Given exercise A: From the forum thread below, list every resort shown under the heading "II Resorts," each with its three-letter code.

# hill country resorts and RCI



## acesgame (Feb 25, 2007)

Can someone tell me how often they might see availability in a San Antonio resort through RCI?  I am trying to decide which exchange company to use.  The only reason I would use RCI is for the Texas resorts.  And no offense but who wants to go to pottsboro?  All the lakes in Texas are so low they aren't much fun either.  
Thanks in Advance!


----------



## "Roger" (Feb 26, 2007)

I'll try to answer this, although I am not the best person to do so.  I only occasionally look at Texas.  From what I remember, plus looking at the resorts listed for the area...

Silverleaf Hill Country at Canyon Lake shows up all the time.  You fairly often will see Bandera (one resort, two names), Inverness in New Braunfels, and Texas Timeshare in Lakeway (outside of Austin).

Your title refers to the Hill County, but your message specifically mentions San Antonio.  There are only two resorts there.  One shows up very occasionally.  The other is part of the Shell Vacation Club (as of recent).  I doubt that you will ever see that unless you are a member of Shell Vacation Club or RCI Points.  There is also another resort (one of the few Gold Crowns for inland Texas) at Canyon Lake, but again, I suspect most of the availability will be in RCI Points.


----------



## riverdees05 (Feb 26, 2007)

*II Resorts*

Briggs Ranch Grand Vacation Club • BGV
San Antonio, Texas       

--------------------------------------------------------------------------

  Hyatt Wild Oak Ranch • HYS
San Antonio, Texas      

--------------------------------------------------------------------------

  Riverside Suites • RVD
San Antonio, Texas       

--------------------------------------------------------------------------


----------



## riverdees05 (Feb 26, 2007)

Information provided:
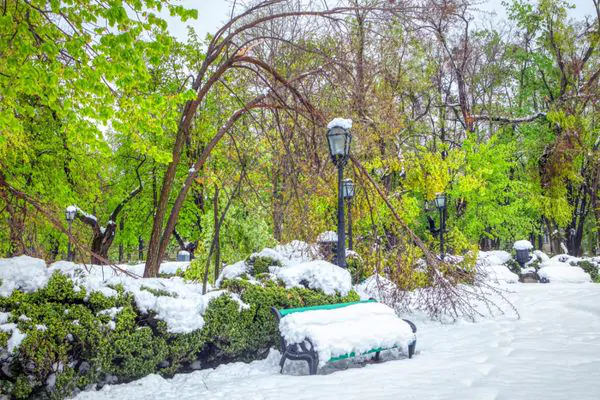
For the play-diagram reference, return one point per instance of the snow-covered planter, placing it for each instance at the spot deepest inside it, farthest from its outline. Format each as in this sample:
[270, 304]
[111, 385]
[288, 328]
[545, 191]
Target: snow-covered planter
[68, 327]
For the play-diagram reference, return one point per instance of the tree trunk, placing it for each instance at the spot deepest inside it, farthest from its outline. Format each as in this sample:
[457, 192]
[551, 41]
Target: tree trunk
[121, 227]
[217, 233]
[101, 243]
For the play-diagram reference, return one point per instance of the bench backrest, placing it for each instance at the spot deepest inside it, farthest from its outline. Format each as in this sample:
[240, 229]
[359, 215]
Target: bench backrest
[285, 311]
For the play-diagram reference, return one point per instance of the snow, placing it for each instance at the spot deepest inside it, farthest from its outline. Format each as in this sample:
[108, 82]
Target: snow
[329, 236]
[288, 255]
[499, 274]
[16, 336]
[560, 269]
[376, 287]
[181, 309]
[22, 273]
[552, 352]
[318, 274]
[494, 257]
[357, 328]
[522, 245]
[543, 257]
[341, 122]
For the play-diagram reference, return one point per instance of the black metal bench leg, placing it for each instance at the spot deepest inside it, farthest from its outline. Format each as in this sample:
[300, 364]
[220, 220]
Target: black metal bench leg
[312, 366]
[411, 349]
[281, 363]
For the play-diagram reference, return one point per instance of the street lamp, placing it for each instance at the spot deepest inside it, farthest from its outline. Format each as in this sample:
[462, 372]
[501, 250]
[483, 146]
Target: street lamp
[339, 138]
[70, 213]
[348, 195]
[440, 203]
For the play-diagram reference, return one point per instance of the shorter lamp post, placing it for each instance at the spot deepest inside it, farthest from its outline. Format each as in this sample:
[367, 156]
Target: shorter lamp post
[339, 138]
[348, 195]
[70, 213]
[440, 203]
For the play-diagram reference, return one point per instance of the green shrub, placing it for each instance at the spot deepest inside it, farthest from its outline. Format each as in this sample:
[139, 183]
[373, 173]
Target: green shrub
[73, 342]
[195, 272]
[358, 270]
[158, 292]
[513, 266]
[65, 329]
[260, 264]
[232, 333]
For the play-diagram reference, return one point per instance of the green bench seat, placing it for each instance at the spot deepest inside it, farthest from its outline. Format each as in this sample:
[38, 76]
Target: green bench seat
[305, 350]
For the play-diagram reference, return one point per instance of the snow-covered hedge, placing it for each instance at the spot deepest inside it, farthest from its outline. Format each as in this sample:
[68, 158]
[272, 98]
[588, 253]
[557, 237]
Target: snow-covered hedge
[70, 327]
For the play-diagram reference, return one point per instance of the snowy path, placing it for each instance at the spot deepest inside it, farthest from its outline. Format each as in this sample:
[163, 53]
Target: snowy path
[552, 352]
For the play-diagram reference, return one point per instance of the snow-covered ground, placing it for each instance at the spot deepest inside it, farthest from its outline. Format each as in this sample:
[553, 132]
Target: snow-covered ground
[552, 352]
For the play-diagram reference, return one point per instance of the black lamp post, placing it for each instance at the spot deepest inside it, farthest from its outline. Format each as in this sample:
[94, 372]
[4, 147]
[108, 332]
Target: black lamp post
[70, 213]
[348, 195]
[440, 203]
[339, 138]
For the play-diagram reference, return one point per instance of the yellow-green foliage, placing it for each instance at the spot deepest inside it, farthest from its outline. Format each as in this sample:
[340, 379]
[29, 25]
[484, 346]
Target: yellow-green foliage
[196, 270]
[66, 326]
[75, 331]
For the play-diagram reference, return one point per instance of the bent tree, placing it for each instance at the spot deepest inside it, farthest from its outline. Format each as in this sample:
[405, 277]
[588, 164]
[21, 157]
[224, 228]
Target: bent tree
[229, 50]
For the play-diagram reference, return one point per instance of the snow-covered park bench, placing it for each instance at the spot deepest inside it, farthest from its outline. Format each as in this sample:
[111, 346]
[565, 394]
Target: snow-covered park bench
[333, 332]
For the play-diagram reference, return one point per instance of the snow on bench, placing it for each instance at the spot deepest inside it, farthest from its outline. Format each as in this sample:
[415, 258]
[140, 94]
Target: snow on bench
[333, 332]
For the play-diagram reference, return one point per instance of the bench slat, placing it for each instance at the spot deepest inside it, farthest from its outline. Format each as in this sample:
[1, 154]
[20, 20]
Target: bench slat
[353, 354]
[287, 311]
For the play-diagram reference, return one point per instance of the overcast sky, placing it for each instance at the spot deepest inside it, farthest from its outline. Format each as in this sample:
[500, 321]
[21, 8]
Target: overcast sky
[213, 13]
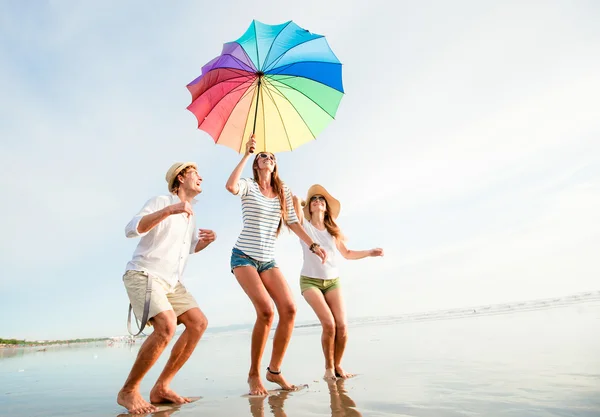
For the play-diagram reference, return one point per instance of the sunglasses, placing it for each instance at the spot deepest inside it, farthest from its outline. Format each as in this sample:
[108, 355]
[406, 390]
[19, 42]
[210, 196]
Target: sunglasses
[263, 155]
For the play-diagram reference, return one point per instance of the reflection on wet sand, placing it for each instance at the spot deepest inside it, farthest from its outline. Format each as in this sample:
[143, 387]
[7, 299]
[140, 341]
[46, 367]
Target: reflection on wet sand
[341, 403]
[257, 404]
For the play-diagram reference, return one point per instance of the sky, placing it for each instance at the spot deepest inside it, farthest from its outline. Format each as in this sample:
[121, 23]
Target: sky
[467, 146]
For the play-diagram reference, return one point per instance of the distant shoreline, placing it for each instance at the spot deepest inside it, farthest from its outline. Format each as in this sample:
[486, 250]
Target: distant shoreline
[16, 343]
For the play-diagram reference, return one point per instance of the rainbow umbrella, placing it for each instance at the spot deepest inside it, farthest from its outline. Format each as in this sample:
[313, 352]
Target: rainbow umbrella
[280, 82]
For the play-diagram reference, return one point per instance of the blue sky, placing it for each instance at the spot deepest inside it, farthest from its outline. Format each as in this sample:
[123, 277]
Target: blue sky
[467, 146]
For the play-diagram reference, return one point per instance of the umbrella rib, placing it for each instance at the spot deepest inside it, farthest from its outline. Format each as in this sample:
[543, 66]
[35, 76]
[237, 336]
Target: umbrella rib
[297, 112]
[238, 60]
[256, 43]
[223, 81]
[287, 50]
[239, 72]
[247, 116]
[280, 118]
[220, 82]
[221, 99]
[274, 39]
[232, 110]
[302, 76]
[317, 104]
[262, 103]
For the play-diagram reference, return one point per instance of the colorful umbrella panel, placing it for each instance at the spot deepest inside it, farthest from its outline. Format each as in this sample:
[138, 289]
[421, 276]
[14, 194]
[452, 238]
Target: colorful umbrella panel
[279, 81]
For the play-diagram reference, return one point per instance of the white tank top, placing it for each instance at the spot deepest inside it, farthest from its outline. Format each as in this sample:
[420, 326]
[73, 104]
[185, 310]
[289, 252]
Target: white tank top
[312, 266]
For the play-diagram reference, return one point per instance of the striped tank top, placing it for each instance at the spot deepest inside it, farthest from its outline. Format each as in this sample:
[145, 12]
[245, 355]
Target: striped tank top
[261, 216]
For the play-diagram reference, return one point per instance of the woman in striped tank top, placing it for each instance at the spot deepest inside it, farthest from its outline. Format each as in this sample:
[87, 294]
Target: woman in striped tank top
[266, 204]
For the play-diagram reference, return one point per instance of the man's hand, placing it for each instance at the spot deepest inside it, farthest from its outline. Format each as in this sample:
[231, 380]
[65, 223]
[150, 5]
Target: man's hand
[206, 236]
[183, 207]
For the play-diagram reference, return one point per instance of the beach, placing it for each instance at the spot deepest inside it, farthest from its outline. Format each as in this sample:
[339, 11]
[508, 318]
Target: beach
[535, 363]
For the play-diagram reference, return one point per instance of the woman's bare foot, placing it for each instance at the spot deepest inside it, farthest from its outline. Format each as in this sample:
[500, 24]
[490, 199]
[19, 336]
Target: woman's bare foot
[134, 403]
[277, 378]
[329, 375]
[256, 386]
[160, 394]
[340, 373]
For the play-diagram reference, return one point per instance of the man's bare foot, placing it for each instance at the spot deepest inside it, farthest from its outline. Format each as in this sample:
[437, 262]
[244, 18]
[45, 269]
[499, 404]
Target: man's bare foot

==

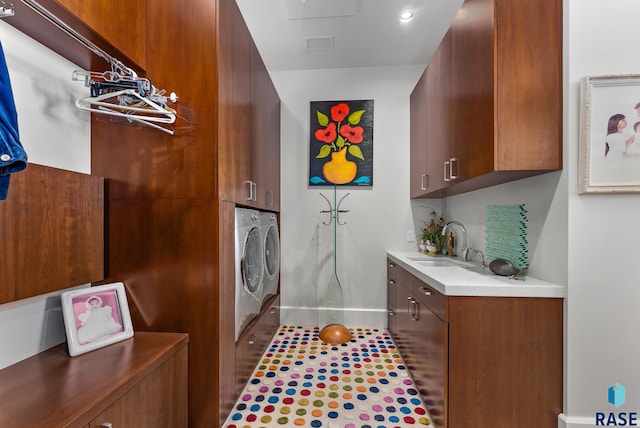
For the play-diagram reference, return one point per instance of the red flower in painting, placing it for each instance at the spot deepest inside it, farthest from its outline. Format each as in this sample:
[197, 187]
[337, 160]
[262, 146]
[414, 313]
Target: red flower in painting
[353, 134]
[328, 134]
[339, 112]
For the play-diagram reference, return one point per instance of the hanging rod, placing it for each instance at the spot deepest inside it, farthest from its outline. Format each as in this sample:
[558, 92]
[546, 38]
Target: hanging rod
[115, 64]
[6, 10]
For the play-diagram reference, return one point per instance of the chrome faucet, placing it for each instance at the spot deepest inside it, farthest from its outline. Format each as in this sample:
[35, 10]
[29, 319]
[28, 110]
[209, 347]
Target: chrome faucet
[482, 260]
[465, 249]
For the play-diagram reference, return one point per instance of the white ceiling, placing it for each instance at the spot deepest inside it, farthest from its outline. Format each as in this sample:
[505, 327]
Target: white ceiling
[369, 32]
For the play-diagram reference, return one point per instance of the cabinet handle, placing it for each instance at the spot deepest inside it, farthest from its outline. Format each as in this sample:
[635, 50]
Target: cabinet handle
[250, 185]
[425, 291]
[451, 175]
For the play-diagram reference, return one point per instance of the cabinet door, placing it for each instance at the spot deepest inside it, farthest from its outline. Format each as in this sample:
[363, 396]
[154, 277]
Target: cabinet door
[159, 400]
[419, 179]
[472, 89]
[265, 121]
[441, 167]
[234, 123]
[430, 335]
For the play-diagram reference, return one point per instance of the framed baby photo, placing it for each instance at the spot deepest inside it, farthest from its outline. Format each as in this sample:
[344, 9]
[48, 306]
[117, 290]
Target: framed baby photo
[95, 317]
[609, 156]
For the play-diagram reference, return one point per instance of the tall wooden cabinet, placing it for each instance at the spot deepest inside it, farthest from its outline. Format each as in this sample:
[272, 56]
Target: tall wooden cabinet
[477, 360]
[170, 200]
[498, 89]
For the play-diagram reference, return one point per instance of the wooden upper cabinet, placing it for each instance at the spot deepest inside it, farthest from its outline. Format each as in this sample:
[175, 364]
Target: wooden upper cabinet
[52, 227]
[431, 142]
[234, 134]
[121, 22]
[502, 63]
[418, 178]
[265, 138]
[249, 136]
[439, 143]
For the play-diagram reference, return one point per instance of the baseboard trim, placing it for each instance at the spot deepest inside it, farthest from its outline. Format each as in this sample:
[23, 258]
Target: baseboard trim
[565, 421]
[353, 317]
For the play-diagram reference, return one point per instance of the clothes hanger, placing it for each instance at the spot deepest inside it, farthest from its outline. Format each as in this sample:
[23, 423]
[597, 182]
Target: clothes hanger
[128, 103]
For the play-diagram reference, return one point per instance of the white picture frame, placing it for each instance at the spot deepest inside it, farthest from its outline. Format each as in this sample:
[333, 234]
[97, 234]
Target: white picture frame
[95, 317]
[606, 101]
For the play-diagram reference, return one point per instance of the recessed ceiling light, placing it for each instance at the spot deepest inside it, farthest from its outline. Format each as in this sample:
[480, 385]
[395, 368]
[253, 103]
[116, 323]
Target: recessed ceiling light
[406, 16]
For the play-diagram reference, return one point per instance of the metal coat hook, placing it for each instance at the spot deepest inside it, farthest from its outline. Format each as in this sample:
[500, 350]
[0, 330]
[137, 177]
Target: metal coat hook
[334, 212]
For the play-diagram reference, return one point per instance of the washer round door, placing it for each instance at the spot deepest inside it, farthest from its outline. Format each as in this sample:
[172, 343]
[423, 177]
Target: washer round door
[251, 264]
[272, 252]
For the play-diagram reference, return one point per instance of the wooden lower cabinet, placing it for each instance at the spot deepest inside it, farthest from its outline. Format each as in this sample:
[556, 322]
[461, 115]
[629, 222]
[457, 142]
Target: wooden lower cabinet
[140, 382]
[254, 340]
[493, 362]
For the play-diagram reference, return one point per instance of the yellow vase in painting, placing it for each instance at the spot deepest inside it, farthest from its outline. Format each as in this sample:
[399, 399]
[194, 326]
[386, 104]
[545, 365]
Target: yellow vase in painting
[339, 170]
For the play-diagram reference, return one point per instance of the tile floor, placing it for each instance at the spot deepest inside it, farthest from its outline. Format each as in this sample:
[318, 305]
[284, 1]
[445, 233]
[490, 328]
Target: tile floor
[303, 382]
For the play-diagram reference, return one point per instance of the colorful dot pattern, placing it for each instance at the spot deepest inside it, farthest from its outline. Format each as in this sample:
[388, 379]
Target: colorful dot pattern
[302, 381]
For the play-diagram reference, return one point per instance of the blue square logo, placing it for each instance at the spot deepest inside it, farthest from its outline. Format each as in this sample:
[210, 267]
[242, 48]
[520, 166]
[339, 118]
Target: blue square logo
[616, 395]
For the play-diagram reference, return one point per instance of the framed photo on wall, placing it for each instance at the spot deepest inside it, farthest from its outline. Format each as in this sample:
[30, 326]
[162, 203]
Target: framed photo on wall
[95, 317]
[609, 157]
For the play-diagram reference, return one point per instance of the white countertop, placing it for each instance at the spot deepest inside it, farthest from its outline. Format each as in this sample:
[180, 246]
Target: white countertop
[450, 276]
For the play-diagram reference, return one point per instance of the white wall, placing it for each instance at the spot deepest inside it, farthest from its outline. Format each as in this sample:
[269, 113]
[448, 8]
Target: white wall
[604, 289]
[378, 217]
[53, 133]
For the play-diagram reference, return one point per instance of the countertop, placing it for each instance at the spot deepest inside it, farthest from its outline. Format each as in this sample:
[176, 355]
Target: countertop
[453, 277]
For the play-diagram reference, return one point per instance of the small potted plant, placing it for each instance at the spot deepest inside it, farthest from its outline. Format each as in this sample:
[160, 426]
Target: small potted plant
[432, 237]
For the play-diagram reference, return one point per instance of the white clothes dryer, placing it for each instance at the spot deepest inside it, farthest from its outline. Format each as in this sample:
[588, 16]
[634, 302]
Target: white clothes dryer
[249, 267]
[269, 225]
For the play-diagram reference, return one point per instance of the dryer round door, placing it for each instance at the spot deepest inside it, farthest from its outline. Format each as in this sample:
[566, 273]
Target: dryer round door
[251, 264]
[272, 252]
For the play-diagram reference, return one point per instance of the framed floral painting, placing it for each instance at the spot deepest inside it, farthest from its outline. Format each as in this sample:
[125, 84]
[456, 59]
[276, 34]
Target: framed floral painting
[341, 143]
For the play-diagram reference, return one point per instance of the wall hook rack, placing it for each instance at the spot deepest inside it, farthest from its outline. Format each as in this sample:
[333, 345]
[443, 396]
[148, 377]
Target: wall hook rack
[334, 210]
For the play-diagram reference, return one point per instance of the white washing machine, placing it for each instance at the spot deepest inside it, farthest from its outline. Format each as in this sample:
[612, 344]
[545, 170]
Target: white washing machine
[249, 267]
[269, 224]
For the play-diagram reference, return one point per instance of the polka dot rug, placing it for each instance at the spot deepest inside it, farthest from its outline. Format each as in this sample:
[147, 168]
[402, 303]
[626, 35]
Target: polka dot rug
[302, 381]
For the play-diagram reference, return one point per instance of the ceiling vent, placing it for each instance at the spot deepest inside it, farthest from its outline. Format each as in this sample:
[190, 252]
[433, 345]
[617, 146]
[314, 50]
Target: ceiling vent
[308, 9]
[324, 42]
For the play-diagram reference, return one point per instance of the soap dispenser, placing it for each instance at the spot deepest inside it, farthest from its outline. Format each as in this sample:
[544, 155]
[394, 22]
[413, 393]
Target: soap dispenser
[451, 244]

Given exercise B: Lay out as a numbered list the lines of the records that open with the line containing "the white washing" and close with the line containing "Target: white washing machine", omitting blank lines.

Full answer A:
1. Briggs Ranch Grand Vacation Club (BGV)
2. Hyatt Wild Oak Ranch (HYS)
3. Riverside Suites (RVD)

Full answer B:
1. For the play-diagram reference, return one point per instance of the white washing machine, placing it for each instance at the spot deepest inside it, farthest from its outline. Format each as in this sample:
2. [612, 344]
3. [545, 170]
4. Target: white washing machine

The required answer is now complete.